Por tratar-se de método seguro e não invasivo, a ultrassonografia tem sido o método de eleição utilizado nessa investigação. Foi com a ultrassonografia que alguns estudos identificaram uma área anecoica triangular na região da incisão cirúrgica, denominada "nicho", "divertículo" ou "cunha", que pode conter endométrio em seu interior e ser responsável por sangramento uterino anormal6-9, gestação10 ou endometriose11 em cicatriz de cesárea.

Além desses achados, alguns autores observaram uma redução significativa da espessura miometrial no local da cicatriz que, em alguns casos, pode representar mais que 50% de perda da camada do miométrio e elevar o risco de rotura ou deiscências uterinas, acretismo placentário ou placenta prévia em gestações futuras4,12,13.

Diversos métodos têm sido propostos para avaliação ultrassonográfica da espessura miometrial em mulheres submetidas à cesárea, mas ainda não se obteve um consenso na literatura. A maioria dos estudos tem utilizado a comparação entre a espessura do miométrio na região da cicatriz com o miométrio normal adjacente cranial14,15 ou caudal4,9, medido no plano longitudinal, considerando que valores inferiores a 3,5 mm indicam uma cicatriz gravemente defeituosa12,13,16. No entanto, a reprodutibilidade da maioria desses estudos é baixa, e várias alternativas, como avaliar a espessura total do segmento inferior uterino17 ou utilizar apenas a mensuração de sua camada muscular18, têm sido propostas para melhorar a acurácia do método.

Embora a espessura miometrial seja inversamente proporcional à idade, não há diferenças significativas entre a parede anterior e a parede posterior, que possuem espessuras semelhantes19. Com base nesse parâmetro, este estudo propõe comparar a espessura das paredes anterior e posterior uterina em um grupo de mulheres não grávidas pela ultrassonografia transvaginal e descrever os achados morfológicos resultantes de cicatriz no segmento inferior uterino daquelas submetidas à cesárea. Os objetivos do estudo são avaliar a existência de diferença entre a espessura da região ístmica uterina anterior e a posterior nas pacientes submetidas a cesariana, se há correlação entre a diferença de espessura e o número de cesáreas, se há correlação entre a diferença de espessura e o tempo de evolução após a última cirurgia e se o método proposto constitui um critério adequado para a avaliação do segmento inferior uterino nas mulheres com história de cesáreas prévias.

Dados:
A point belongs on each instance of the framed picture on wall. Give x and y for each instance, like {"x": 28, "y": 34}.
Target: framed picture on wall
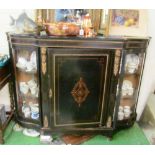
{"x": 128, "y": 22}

Lista de atividades:
1: De acordo com o texto sobre a cicatriz de cesárea, que valores de espessura miometrial indicam uma cicatriz gravemente defeituosa?
2: Dê continuidade ao texto sobre a cicatriz de cesárea a partir do ponto em que ele termina.
Os dados não serão necessários aqui.

Respostas por tarefa:
1: Valores inferiores a 3,5 mm.

2:
Métodos

Foi desenvolvido um estudo retrospectivo de imagens de ultrassonografias transvaginais obtidas de mulheres no menacme, não grávidas, encaminhadas para realização de ultrassonografia por qualquer indicação ginecológica. Foram incluídas no estudo as imagens de mulheres no menacme, não gestantes, com útero em anteversoflexão e período superior a um ano do último evento obstétrico. Foram excluídas imagens de mulheres com lesões uterinas, útero em retroflexão, usuárias de dispositivo intrauterino e com cirurgias uterinas anteriores. Após a aplicação dos critérios de inclusão e exclusão, foram selecionadas as imagens de 155 mulheres atendidas no período de janeiro de 2008 e novembro de 2011, numa clínica de ecografia de Curitiba, Paraná.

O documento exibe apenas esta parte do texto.